INPUT FOR THIS TASK:
--- START ---

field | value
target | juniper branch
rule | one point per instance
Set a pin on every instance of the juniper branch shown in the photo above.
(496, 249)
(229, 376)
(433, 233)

--- END ---

WHAT THE EXERCISE ASKS: An exact repeat of the lines from the one containing "Set a pin on" through the final line above, both included, is the whole answer.

EXPECTED OUTPUT:
Set a pin on every instance of the juniper branch shown in the photo above.
(496, 249)
(229, 376)
(433, 233)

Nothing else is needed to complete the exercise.